### Working data:
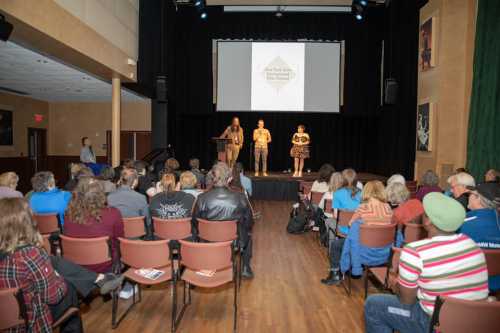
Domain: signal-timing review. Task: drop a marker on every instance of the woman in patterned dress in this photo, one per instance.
(300, 150)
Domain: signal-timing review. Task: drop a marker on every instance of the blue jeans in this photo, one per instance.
(385, 313)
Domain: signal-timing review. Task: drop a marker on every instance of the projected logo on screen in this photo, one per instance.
(278, 73)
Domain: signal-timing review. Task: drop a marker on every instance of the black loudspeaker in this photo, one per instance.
(161, 89)
(5, 28)
(391, 91)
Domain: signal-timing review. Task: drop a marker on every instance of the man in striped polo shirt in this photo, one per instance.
(445, 264)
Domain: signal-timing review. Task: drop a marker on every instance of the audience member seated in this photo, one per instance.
(374, 209)
(396, 178)
(77, 171)
(49, 284)
(405, 210)
(336, 182)
(106, 178)
(146, 179)
(46, 198)
(172, 166)
(222, 204)
(482, 222)
(458, 186)
(458, 270)
(492, 176)
(188, 183)
(129, 202)
(194, 165)
(324, 173)
(171, 204)
(8, 185)
(88, 217)
(428, 184)
(349, 196)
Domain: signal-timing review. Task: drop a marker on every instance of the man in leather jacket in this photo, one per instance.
(222, 204)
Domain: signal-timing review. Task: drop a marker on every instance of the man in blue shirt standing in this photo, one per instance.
(46, 197)
(482, 222)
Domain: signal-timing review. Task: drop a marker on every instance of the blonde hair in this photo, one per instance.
(336, 181)
(397, 193)
(167, 182)
(9, 179)
(17, 226)
(188, 180)
(374, 189)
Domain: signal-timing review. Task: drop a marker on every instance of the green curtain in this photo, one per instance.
(483, 144)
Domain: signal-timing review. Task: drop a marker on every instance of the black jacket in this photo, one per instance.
(222, 204)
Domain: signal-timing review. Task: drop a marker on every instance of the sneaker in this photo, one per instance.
(109, 283)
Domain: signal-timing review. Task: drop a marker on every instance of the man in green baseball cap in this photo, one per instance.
(454, 266)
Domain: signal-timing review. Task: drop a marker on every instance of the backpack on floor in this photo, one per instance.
(298, 220)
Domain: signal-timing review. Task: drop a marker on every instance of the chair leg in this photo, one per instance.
(235, 307)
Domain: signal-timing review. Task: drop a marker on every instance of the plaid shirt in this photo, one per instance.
(29, 269)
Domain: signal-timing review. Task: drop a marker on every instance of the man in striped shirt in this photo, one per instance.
(445, 264)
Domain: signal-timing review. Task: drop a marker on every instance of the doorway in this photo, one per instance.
(37, 149)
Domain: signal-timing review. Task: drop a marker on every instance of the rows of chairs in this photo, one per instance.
(178, 259)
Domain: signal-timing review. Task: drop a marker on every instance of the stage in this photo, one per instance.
(282, 186)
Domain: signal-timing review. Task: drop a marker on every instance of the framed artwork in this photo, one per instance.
(428, 44)
(6, 130)
(424, 126)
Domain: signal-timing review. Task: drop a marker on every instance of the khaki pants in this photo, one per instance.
(258, 153)
(232, 152)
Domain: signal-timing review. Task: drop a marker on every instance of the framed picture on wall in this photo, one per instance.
(428, 44)
(6, 130)
(425, 126)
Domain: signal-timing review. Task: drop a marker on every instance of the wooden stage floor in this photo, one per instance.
(285, 296)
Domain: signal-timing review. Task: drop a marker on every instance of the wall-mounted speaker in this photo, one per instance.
(391, 88)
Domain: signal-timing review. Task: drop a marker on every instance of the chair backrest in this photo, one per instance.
(316, 197)
(10, 308)
(144, 254)
(206, 256)
(414, 232)
(217, 231)
(492, 261)
(344, 216)
(328, 206)
(374, 235)
(172, 229)
(46, 243)
(86, 251)
(133, 227)
(464, 316)
(47, 223)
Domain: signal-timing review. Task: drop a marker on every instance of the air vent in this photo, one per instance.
(13, 91)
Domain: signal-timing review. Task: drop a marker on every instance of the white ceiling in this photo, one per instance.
(47, 79)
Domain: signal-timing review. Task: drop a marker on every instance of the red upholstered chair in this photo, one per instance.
(14, 315)
(47, 223)
(375, 236)
(139, 254)
(198, 259)
(134, 227)
(452, 315)
(172, 229)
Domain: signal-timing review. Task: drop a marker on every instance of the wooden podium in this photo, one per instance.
(221, 144)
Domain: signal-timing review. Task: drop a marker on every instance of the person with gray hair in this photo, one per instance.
(222, 204)
(458, 187)
(428, 183)
(405, 209)
(482, 222)
(46, 197)
(396, 178)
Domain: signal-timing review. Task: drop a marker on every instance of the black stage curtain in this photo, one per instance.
(365, 136)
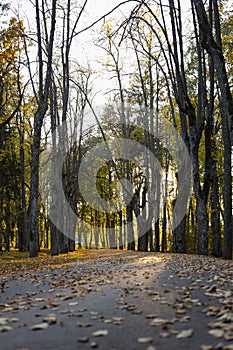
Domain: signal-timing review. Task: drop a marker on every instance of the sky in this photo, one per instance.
(83, 48)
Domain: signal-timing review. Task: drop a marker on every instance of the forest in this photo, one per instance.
(148, 167)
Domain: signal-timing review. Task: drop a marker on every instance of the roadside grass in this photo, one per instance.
(14, 260)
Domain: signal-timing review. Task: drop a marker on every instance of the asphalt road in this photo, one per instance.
(134, 301)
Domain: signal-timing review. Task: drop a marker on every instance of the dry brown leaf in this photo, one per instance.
(39, 326)
(145, 340)
(187, 333)
(217, 333)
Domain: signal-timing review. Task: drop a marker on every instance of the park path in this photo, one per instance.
(120, 300)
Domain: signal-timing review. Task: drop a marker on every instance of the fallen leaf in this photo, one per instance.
(100, 333)
(83, 340)
(5, 329)
(94, 345)
(217, 333)
(185, 334)
(50, 319)
(39, 326)
(159, 322)
(145, 340)
(83, 324)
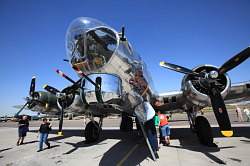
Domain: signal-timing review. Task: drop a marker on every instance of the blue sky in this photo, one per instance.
(184, 32)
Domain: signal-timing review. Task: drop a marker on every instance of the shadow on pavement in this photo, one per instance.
(122, 153)
(2, 150)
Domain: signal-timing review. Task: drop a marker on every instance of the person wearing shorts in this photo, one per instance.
(165, 129)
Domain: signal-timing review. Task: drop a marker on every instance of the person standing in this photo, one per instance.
(164, 127)
(239, 114)
(44, 130)
(23, 128)
(247, 112)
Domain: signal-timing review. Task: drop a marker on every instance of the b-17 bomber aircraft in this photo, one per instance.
(114, 81)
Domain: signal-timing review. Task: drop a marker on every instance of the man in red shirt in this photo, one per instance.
(164, 127)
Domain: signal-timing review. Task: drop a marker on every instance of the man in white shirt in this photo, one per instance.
(247, 112)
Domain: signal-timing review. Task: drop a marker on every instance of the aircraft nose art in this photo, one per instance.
(90, 44)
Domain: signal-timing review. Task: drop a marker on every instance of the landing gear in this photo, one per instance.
(191, 119)
(204, 131)
(92, 131)
(126, 123)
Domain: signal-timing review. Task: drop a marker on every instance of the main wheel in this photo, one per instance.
(126, 123)
(204, 131)
(92, 132)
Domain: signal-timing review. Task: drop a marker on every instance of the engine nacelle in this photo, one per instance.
(196, 93)
(44, 102)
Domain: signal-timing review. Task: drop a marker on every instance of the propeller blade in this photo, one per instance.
(32, 86)
(16, 115)
(220, 111)
(51, 89)
(235, 61)
(177, 68)
(61, 122)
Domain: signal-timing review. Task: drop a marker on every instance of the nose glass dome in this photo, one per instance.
(90, 44)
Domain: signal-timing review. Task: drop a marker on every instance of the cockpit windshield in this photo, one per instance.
(90, 47)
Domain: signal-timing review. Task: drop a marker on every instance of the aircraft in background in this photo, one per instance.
(114, 81)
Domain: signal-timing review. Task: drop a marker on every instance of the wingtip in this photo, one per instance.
(227, 133)
(162, 63)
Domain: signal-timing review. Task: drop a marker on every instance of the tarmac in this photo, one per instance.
(124, 148)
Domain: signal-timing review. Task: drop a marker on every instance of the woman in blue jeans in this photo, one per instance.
(44, 130)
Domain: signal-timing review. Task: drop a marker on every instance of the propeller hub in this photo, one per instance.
(213, 74)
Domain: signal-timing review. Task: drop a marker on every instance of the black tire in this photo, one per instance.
(126, 123)
(204, 131)
(92, 132)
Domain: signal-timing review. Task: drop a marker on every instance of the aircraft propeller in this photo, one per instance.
(209, 81)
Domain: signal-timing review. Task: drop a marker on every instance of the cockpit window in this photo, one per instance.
(93, 49)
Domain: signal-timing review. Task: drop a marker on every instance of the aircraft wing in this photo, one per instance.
(239, 92)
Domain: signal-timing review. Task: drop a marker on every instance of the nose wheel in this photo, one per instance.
(204, 131)
(126, 123)
(92, 131)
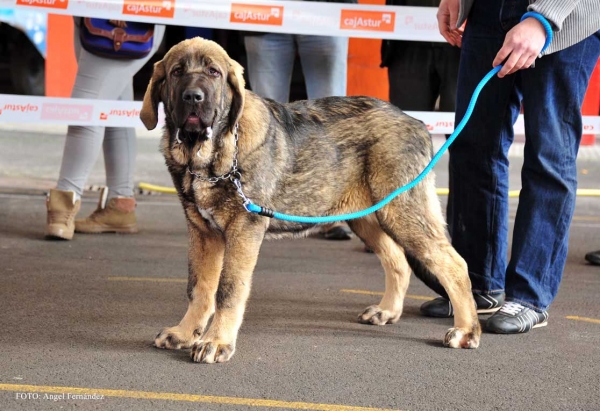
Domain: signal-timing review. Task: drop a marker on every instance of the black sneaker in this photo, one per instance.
(514, 318)
(441, 307)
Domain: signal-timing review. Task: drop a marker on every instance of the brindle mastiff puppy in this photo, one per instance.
(323, 157)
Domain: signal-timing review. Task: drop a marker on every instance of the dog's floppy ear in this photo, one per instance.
(149, 113)
(235, 80)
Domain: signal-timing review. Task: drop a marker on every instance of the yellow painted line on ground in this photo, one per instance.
(586, 319)
(207, 399)
(412, 297)
(158, 189)
(149, 279)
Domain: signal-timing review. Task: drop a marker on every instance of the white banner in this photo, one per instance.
(296, 17)
(67, 111)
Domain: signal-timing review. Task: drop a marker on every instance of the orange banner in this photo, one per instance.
(256, 14)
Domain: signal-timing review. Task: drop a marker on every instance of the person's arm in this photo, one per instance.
(524, 42)
(555, 11)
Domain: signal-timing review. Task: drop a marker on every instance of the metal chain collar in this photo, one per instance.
(233, 175)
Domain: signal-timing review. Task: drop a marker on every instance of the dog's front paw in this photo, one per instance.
(210, 352)
(175, 338)
(461, 338)
(378, 316)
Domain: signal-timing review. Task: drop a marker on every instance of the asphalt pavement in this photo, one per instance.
(79, 317)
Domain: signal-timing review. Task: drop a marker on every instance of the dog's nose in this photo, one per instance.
(193, 96)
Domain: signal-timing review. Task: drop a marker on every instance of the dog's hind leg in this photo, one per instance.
(205, 261)
(415, 221)
(397, 271)
(243, 239)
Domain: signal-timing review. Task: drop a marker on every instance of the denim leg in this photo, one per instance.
(478, 200)
(553, 93)
(270, 64)
(324, 64)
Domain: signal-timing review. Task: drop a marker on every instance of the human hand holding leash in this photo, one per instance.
(522, 45)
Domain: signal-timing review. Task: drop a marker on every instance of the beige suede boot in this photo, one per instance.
(115, 216)
(62, 208)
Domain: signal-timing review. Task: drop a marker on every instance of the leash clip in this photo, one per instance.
(235, 179)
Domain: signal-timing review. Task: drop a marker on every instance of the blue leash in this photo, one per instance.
(251, 207)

### Requirement:
Copy the material word for word, from the line that contains "asphalt pavement in this photo, one per instance." through the end of the material, including both of those end points.

### Problem solution:
Domain: signal-timing review. Task: drop a marker on every instance of the asphalt pavement in this photo, one per instance.
(79, 317)
Domain: signal-timing review. Task: drop a marker on every instance of the dog's nose in this photo, one per instance.
(193, 96)
Domain: signal-timing review. Task: drop a marker on every instance of the dog's hind leg in this photo, one per instance.
(205, 261)
(415, 221)
(397, 271)
(243, 239)
Domain: signal-timing review. Task: drop a marker on every instance of the denim leg in this photo, one per instance.
(478, 200)
(553, 93)
(270, 64)
(324, 64)
Domain: signal-timing review. Task: drop a marker on every instance of the human hand holding leash in this photo, one per instance.
(522, 45)
Domain: signal-timing review. Task: drop a marker on every instance of the beige suede boot in this photo, one per instance.
(115, 216)
(62, 208)
Domain: signal-timing review. Task: drop a marker on every instance of the leash clip in this photo, one per instance.
(235, 179)
Domain: signal-timing review. Task: drop a marker on every instance of the blue leash in this photo, one per instance.
(251, 207)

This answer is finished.